TASK OBJECTIVE –
In the passage on education tax benefits, rewrite the part starting at "would have no" and ending at "by the government.", replacing "appropriations" with "direct spending".

ARTICLE –

The first group is composed of Education Savings Bonds, Section 529 or Qualified
Tuition Programs, and Coverdell Education Savings Accounts (formerly known as
Education IRAs). To take advantage of these incentives, taxpayers must be
financially able to set aside money from current income for educational costs they or
others (e.g., their children) may incur in years to come. The second group includes
the Hope Scholarship Credit, the Lifetime Learning Credit, and the Higher Education
Deduction.4
All education tax benefits share two characteristics. First, individuals must have
a federal income tax liability for the measures to be of value to them. In tax year
2005, for example, a married-couple with one child having personal and dependency
exemptions of $9,600 ($3,200 x 3) and taking the standard deduction ($10,000)
would have no federal income tax liability with an adjusted gross income at or below
$19,600. Second, these provisions, like others in the Internal Revenue Code (IRC),
are paid for through revenue losses to the government rather than through
appropriations by the government.
The IRC sets forth how the tax incentives dedicated to assisting individuals
finance a postsecondary education are coordinated with one another. They interact
not only with each other, but also with the traditional student aid system. That is to
say, the use of these tax provisions may affect the government’s calculation of
student eligibility for need-based federal financial assistance, such as Pell Grants.

PROVIDED DATA –
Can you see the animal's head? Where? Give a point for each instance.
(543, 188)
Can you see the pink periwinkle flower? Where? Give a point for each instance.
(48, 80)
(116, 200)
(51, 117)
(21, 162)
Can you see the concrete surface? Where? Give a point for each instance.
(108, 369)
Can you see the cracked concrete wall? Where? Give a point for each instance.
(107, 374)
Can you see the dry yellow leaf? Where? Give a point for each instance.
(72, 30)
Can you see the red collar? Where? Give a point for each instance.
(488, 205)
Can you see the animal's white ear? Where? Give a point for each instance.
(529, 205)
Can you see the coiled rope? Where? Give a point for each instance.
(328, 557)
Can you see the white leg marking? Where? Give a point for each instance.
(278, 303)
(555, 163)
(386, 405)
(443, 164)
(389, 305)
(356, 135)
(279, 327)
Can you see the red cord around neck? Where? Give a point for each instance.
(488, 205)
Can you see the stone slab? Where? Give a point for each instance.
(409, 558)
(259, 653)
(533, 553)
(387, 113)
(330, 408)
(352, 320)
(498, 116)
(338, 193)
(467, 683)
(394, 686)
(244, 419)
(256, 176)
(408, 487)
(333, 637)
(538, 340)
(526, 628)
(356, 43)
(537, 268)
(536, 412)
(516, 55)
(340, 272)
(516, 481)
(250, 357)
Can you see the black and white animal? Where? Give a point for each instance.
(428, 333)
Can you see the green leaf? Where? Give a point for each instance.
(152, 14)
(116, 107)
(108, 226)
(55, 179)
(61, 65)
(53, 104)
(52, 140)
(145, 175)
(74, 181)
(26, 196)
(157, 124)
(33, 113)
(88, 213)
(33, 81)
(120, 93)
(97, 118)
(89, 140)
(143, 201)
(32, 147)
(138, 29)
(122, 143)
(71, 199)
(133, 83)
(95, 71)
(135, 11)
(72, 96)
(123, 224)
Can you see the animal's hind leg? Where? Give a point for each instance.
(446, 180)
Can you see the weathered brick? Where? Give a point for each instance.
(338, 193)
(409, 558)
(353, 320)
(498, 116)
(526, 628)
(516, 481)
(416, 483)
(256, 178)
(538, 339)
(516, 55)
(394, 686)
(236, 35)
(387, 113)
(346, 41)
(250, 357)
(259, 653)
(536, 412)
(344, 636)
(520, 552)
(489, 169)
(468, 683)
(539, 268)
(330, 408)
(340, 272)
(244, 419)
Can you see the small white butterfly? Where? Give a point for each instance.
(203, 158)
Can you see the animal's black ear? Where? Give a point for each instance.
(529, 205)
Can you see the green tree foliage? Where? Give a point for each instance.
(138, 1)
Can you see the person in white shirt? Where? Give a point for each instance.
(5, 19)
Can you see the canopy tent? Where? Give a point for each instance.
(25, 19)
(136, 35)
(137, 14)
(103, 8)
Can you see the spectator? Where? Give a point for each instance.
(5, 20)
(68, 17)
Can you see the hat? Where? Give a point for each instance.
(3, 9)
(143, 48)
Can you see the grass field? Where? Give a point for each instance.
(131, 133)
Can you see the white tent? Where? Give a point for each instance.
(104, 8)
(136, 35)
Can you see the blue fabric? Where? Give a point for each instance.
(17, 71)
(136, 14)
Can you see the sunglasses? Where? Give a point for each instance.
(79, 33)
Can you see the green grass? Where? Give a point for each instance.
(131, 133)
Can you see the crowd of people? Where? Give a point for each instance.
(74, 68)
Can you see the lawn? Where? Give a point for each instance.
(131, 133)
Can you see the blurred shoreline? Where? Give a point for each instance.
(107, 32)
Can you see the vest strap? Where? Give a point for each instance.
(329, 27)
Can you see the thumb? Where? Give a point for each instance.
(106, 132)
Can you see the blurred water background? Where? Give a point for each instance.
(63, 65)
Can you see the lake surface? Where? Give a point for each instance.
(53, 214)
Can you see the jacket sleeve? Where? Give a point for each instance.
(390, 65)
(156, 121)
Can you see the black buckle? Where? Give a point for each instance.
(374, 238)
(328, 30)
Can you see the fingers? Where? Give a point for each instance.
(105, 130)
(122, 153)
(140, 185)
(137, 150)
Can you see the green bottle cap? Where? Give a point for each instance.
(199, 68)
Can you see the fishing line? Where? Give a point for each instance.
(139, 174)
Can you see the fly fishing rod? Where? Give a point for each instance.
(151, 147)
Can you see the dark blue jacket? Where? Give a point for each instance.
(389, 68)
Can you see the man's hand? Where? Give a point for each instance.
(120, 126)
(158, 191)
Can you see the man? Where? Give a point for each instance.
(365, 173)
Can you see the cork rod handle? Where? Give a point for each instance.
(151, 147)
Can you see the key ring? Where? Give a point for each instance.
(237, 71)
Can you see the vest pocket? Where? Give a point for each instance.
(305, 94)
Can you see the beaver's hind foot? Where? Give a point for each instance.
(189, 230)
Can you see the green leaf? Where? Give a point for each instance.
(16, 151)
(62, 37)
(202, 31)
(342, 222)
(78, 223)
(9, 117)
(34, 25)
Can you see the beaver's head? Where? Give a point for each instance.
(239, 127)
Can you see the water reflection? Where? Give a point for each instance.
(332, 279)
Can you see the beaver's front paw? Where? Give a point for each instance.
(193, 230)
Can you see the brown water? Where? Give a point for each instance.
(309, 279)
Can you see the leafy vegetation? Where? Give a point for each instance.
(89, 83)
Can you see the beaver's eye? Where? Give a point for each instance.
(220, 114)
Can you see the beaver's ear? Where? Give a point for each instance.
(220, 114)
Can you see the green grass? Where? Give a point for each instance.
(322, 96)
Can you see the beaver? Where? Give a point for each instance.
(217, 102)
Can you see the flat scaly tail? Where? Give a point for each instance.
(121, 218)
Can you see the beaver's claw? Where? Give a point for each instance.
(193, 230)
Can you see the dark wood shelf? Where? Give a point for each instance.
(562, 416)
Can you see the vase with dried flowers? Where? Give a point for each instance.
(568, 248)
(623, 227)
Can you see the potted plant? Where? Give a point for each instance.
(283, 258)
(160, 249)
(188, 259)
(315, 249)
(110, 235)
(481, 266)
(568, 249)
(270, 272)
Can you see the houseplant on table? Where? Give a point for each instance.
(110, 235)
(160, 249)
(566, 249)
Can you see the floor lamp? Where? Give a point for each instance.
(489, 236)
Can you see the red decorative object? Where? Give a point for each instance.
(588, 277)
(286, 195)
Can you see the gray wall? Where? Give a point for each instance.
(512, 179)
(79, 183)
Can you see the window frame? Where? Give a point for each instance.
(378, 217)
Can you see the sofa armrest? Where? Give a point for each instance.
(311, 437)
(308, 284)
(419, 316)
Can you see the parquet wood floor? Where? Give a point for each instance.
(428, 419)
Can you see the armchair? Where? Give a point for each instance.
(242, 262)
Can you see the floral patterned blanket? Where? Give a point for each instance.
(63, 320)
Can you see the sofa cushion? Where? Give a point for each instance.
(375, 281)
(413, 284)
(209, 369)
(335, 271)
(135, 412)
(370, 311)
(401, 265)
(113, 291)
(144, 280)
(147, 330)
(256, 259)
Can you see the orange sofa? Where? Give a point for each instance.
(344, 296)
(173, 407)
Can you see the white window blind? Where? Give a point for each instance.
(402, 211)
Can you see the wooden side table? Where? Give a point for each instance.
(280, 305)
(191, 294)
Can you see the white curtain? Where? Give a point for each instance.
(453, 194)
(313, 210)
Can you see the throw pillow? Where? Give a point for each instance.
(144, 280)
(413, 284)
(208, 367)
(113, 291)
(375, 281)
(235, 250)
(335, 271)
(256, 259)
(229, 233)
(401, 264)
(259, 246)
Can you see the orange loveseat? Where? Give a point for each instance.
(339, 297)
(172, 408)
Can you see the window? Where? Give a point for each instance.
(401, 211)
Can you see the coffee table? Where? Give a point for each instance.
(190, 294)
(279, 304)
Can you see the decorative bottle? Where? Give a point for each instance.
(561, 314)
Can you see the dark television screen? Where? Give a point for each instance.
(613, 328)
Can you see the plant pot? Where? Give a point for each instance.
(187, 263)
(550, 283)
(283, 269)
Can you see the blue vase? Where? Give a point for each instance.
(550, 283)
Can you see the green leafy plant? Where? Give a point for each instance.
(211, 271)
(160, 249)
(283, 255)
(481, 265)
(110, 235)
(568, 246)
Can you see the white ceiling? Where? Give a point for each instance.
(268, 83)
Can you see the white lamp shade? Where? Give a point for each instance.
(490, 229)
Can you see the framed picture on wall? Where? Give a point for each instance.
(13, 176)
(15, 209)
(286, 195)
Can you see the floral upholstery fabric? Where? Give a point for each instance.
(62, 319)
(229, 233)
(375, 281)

SOLUTION BELOW –
would have no federal income tax liability with an adjusted gross income at or below
$19,600. Second, these provisions, like others in the Internal Revenue Code (IRC),
are paid for through revenue losses to the government rather than through
direct spending by the government.